Source passage:

────────

Development of Quant_Model_Testbench by Joel OpokuDevelopment of Quant_Model_Testbench by Joel Opoku

Development of Quant_Model_Testbench

Joel Opoku

Joel Opoku

Quant_Model_Testbench

Quant_Model_Testbench is a lightweight experimentation framework for systematically evaluating machine learning models across feature subsets and hyperparameter combinations.
Instead of manually trying different model configurations, the testbench automates experiment generation, execution, and logging. Results are stored incrementally so experiments can be analyzed later and promising configurations can be refined through deeper searches.
The repository currently demonstrates the framework using the Titanic survival prediction dataset, but the testbench itself is dataset-agnostic and can be applied to any structured dataset.

Motivation

Machine learning experimentation often becomes disorganized:
repeated manual testing
inconsistent experiment tracking
hyperparameter tuning done ad-hoc
results scattered across notebooks
Quant_Model_Testbench addresses this by providing a simple system that:
enumerates feature combinations
tests hyperparameter grids
logs structured experiment results
supports iterative model refinement
The goal is to make model experimentation systematic, reproducible, and analyzable.

Core Idea

The testbench explores model performance along two primary axes.

Feature Subsets

Different combinations of dataset features are tested to determine which subsets contain the strongest predictive signal.
Example feature combinations:
[Pclass, Sex]

[Pclass, Sex, Fare]

[Sex, Age, Fare, Parch]

Hyperparameter Combinations

Each model is evaluated across different hyperparameter settings.

────────

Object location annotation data
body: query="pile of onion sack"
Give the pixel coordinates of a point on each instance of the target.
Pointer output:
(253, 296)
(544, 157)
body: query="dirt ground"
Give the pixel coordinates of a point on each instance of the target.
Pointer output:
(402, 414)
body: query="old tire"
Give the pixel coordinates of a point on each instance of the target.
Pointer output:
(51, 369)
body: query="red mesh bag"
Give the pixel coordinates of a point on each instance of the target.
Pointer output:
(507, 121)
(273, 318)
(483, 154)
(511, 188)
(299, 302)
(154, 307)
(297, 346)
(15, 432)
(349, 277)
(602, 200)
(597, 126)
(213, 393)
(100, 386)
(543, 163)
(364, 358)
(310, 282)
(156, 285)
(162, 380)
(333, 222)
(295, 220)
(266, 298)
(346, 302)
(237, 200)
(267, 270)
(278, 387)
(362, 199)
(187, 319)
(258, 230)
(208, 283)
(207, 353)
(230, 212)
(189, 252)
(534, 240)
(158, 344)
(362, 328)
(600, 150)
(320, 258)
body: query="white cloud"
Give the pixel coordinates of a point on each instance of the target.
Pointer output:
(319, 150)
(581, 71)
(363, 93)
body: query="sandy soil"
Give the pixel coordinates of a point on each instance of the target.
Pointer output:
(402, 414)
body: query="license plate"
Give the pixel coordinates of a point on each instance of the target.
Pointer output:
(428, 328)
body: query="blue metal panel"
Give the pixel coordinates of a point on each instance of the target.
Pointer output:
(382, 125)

────────

Tasks to complete:
[1] Shorten the paragraph of the Quant_Model_Testbench page that begins "Instead of manually trying" into a brief list that keeps its main facts.
[2] Pick up the Quant_Model_Testbench page after its last sentence and continue writing it.

Response list:
[1]
- The testbench automates experiment generation, execution, and logging instead of relying on manual trials of model configurations.
- Results are stored incrementally so experiments can be analyzed later.
- Promising configurations can be refined through deeper searches.

[2]
Example:
RandomForestClassifier
├── n_estimators = [10, 50, 100]
├── criterion = [gini, entropy]
Together these generate many experiment configurations which the testbench evaluates automatically.

Architecture Overview

The system separates dataset handling, feature exploration, model execution, and experiment logging.
                     ┌────────────────────┐
│ Input Dataset │
│ (CSV / Pandas) │
└─────────┬──────────┘


┌────────────────────┐
│ Feature Pool │
│ Feature Subsetting │
└─────────┬──────────┘


┌────────────────────┐
│ Model Testbench │
│ Experiment Engine │
└─────────┬──────────┘

┌──────────────┴──────────────┐
▼ ▼
Hyperparameter Generator Model Execution
(grid / combos) (sklearn models)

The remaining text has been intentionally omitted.